### ACTIONS TO TAKE
**1.** Answer these questions from the text on AC contactors, one line each:
(a) At what percentage of their rated voltage must AC contactors close successfully?
(b) When the contactors are operated from the secondary of a control-circuit transformer, at what percentage of rated primary voltage must the controller operate successfully?
(c) How many make and break operations must a contactor undergo to determine compliance?
**2.** Do these statements agree with the text on AC contactors? Answer yes or no for each, and quote the words from the text that decide it.
(a) The make and break operations may be paused for maintenance between operations.
(b) The cross-over point is found using the overload relay characteristic curves and the fuse total clearing time curves.
(c) For the 85 percent test, the coil is first energized at 85 percent of rated control voltage until constant temperature is reached.
**3.** Can you repeat the part of the text on AC contactors that opens with the words containing "A contactor that" and closes with "maintenance or service."?

### TEXT TO READ
#####
AC contactors shall withstand 110 percent of their rated voltage without injury to the operating coils and shall close successfully at 85 percent of their rated voltage. For the test at 110 percent of rated control voltage, the operating coil shall be energized at 110 percent of rated control voltage until constant temperature is reached and then tested immediately to demonstrate that full closure results when rated control voltage is reapplied. For the test at 85 percent of rated control voltage, the operating coil shall be energized at rated control voltage until constant temperature is reached and then tested immediately to demonstrate that full closure results when 85 percent of rated control voltage is applied. Where the contactors of an AC controller are operated from the secondary of a control-circuit transformer which has its primary winding connected to the controller supply circuit, the controller shall operate successfully at 90 percent of rated primary voltage. 8.6 8.6.1

Make and Break Capability Basic Requirement

A contactor that is part of a Class E controller shall be capable of making and breaking the maximum current at which the overload relays alone cause current interruption (cross-over current). The cross-over point shall be determined from the characteristic curves of the overload relays and the total clearing time curves of the medium-voltage circuit fuses. 8.6.2

Procedure

To determine compliance a contactor shall be subjected to ten make and break operations at the crossover current or ten times the continuous current rating of the contactor whichever is greater. The operations shall be conducted in a single continuous test without intervening maintenance or service.
#####
### ITEMS
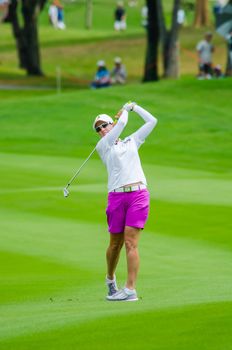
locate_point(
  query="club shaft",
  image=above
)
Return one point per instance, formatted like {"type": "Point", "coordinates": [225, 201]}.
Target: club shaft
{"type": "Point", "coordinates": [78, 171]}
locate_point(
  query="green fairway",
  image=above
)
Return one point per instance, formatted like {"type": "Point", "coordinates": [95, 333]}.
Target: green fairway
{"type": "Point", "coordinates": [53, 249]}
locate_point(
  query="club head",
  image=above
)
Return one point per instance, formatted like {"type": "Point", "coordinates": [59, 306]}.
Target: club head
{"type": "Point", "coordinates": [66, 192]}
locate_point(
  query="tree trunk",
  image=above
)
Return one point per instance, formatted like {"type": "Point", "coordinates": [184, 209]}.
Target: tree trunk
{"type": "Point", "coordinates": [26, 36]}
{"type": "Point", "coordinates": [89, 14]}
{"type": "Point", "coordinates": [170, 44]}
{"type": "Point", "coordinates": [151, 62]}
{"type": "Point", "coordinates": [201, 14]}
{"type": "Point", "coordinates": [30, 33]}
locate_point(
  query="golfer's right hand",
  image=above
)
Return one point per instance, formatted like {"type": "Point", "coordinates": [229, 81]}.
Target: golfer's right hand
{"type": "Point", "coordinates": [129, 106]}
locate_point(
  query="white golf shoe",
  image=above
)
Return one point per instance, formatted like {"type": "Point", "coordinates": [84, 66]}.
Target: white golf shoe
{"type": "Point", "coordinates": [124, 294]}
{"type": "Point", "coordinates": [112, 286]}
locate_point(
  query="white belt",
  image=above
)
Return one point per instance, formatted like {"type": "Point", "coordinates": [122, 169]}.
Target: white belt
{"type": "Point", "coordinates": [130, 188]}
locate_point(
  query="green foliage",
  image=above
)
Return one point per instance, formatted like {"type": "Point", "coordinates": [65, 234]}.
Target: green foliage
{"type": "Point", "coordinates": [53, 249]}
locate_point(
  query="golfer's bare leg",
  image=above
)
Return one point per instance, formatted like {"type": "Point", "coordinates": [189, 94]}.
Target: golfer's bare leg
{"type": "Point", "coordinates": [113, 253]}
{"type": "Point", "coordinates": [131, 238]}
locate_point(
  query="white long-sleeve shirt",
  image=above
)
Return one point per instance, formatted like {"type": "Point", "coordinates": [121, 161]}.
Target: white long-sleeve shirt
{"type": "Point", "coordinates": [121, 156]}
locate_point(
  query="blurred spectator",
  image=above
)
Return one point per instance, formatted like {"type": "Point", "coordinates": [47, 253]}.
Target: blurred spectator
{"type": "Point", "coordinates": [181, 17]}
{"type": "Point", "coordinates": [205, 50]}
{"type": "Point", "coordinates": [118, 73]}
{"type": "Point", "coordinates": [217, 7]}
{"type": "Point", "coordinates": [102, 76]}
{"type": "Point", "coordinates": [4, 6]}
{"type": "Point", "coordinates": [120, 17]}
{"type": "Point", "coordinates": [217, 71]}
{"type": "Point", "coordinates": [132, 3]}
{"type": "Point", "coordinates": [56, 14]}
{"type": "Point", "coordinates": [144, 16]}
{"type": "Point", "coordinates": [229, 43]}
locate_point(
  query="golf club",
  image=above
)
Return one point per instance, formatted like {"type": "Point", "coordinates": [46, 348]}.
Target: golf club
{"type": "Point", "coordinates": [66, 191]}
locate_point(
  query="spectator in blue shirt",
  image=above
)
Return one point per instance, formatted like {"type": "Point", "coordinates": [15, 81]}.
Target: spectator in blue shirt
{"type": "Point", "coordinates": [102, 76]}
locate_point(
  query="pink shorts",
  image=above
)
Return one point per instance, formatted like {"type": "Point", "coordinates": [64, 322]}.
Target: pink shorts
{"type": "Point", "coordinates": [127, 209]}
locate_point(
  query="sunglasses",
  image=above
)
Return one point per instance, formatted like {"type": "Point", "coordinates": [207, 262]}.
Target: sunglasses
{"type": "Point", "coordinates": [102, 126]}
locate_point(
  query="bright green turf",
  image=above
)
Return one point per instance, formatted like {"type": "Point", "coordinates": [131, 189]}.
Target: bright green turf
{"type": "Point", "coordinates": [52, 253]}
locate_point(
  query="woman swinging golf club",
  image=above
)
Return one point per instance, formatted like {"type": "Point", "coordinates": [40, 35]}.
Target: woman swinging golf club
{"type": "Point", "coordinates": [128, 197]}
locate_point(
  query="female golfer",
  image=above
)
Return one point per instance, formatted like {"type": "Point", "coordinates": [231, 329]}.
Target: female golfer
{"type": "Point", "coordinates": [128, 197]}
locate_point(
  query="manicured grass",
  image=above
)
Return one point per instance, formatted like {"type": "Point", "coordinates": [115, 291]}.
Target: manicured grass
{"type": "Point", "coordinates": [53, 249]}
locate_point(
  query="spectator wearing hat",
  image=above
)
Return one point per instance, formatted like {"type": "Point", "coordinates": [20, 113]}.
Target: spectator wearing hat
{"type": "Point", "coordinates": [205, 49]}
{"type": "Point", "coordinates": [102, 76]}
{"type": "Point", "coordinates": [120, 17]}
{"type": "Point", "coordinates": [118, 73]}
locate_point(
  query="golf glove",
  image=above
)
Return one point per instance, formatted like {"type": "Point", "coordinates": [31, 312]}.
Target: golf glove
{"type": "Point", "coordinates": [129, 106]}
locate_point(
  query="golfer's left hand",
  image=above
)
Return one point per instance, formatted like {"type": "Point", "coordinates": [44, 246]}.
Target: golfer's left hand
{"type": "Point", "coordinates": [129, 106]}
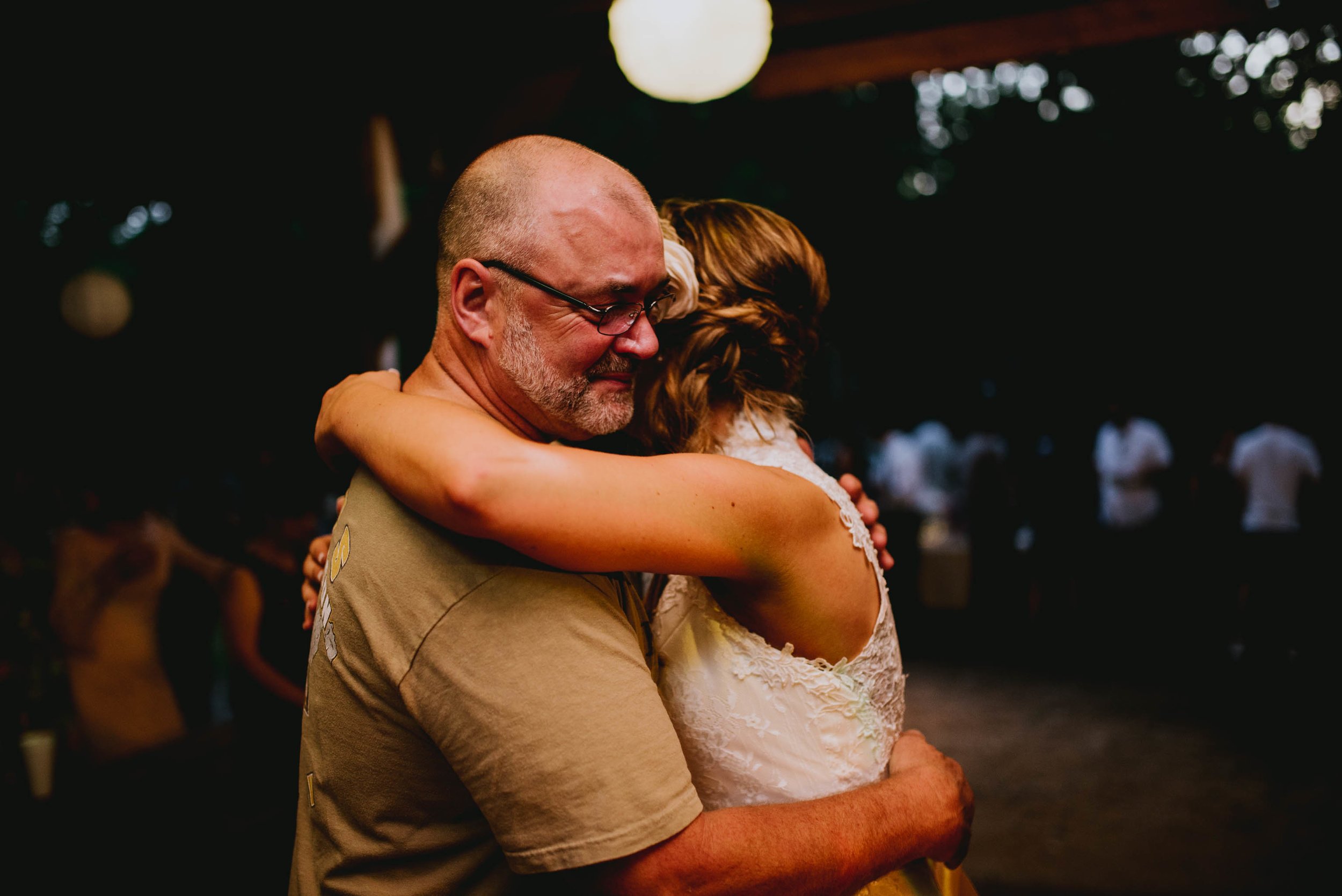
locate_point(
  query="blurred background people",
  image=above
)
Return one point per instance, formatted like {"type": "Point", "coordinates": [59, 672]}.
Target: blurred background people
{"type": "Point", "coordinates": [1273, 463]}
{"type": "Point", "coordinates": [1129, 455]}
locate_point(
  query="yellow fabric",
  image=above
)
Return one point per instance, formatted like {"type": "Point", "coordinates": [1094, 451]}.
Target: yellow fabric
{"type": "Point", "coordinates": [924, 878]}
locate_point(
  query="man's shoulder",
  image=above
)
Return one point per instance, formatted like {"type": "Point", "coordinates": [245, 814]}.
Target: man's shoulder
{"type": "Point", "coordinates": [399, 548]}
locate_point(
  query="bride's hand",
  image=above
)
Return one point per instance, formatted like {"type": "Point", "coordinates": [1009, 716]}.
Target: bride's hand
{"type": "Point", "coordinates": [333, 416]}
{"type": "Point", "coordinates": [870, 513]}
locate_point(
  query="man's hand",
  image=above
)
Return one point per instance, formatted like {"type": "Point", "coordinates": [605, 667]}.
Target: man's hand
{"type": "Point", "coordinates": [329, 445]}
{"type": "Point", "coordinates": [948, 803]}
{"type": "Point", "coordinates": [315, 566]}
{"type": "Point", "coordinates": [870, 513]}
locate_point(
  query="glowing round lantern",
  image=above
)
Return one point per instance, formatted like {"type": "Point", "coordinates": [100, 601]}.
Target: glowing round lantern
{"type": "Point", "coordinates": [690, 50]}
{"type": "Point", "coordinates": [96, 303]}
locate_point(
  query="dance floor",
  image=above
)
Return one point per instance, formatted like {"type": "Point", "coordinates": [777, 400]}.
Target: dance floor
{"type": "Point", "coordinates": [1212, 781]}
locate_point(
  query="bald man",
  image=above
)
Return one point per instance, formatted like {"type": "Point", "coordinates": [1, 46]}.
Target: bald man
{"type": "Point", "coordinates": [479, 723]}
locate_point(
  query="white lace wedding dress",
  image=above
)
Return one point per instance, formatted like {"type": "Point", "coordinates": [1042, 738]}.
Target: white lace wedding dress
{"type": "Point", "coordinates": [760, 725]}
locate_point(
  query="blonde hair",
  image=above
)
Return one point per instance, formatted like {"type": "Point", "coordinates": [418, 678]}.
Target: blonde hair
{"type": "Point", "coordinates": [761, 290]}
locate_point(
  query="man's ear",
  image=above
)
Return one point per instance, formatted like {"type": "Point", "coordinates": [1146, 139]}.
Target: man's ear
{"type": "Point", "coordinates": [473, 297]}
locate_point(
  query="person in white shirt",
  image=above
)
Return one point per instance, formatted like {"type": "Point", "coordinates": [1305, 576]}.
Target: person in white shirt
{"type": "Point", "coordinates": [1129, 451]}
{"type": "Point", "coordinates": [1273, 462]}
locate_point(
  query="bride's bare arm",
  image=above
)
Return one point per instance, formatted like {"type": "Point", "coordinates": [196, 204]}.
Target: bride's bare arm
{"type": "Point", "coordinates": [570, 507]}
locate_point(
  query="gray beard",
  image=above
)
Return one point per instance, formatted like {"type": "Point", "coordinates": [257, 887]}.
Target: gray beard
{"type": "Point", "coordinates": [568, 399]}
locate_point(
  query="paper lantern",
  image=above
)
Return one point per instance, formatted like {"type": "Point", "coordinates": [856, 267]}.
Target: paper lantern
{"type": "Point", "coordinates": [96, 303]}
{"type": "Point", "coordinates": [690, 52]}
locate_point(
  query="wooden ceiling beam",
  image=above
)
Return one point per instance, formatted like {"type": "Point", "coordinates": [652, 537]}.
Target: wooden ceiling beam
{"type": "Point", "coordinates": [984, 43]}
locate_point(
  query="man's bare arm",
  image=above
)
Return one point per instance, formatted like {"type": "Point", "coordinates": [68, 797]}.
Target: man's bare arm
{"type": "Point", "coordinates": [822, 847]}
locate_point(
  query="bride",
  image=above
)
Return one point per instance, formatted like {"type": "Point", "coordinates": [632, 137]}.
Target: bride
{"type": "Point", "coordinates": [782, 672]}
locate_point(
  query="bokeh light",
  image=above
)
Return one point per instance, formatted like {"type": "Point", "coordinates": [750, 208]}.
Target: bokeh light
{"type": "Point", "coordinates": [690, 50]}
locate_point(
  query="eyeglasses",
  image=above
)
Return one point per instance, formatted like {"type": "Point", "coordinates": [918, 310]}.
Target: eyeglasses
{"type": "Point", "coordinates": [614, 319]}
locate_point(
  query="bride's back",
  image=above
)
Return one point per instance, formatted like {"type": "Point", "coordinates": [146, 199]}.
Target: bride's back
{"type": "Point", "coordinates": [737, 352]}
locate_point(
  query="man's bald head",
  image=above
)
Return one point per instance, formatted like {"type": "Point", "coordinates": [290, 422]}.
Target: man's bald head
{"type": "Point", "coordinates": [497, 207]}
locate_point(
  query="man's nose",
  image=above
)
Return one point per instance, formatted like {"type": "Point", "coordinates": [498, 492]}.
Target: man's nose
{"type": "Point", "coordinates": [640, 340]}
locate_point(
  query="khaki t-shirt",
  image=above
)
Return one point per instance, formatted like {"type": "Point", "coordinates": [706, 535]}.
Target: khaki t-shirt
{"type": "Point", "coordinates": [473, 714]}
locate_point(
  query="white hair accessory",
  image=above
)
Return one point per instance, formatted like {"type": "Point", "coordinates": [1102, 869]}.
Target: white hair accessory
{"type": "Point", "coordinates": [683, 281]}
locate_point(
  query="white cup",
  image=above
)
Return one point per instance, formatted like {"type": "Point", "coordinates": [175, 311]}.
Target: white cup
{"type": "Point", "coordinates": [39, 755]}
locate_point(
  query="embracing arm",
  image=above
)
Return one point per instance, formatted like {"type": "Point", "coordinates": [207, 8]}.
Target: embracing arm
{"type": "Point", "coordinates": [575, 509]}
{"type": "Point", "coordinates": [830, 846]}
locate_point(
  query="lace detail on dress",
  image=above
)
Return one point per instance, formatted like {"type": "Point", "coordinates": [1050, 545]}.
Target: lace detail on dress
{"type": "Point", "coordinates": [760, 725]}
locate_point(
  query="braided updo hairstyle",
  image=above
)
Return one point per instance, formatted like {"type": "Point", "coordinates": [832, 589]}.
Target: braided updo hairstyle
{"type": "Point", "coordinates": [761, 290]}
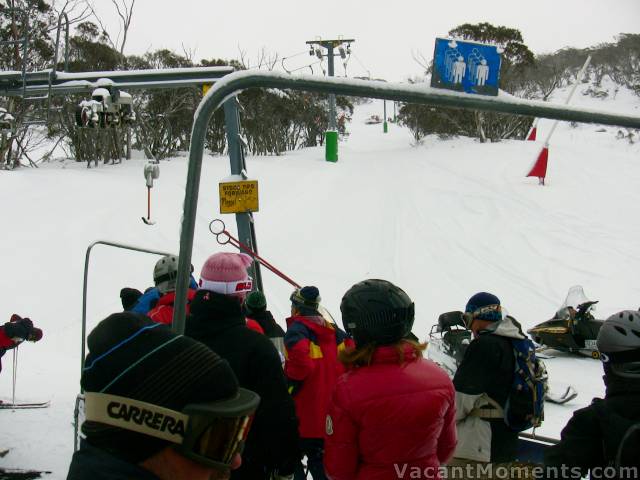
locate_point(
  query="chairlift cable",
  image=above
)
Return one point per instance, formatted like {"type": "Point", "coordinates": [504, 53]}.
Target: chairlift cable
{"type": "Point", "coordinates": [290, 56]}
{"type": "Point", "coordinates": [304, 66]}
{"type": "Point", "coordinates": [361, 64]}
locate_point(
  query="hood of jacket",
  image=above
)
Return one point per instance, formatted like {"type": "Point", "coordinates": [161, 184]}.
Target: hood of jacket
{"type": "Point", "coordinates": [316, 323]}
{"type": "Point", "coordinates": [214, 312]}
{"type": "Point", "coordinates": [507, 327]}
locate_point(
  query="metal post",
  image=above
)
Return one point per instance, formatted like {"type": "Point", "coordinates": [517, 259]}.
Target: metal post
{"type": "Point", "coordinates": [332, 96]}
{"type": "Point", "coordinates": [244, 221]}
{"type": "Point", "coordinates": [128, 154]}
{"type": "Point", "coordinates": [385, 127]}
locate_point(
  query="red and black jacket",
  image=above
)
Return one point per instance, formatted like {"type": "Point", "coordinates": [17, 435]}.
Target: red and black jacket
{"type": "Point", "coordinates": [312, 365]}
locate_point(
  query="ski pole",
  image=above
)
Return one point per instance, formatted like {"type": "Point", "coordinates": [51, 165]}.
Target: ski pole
#####
### RESULTS BY TASK
**1.**
(a) 85 percent
(b) 90 percent
(c) Ten

**2.**
(a) No: "The operations shall be conducted in a single continuous test without intervening maintenance or service."
(b) Yes: "The cross-over point shall be determined from the characteristic curves of the overload relays and the total clearing time curves of the medium-voltage circuit fuses."
(c) No: "the operating coil shall be energized at rated control voltage until constant temperature is reached"

**3.**
A contactor that is part of a Class E controller shall be capable of making and breaking the maximum current at which the overload relays alone cause current interruption (cross-over current). The cross-over point shall be determined from the characteristic curves of the overload relays and the total clearing time curves of the medium-voltage circuit fuses. 8.6.2

Procedure

To determine compliance a contactor shall be subjected to ten make and break operations at the crossover current or ten times the continuous current rating of the contactor whichever is greater. The operations shall be conducted in a single continuous test without intervening maintenance or service.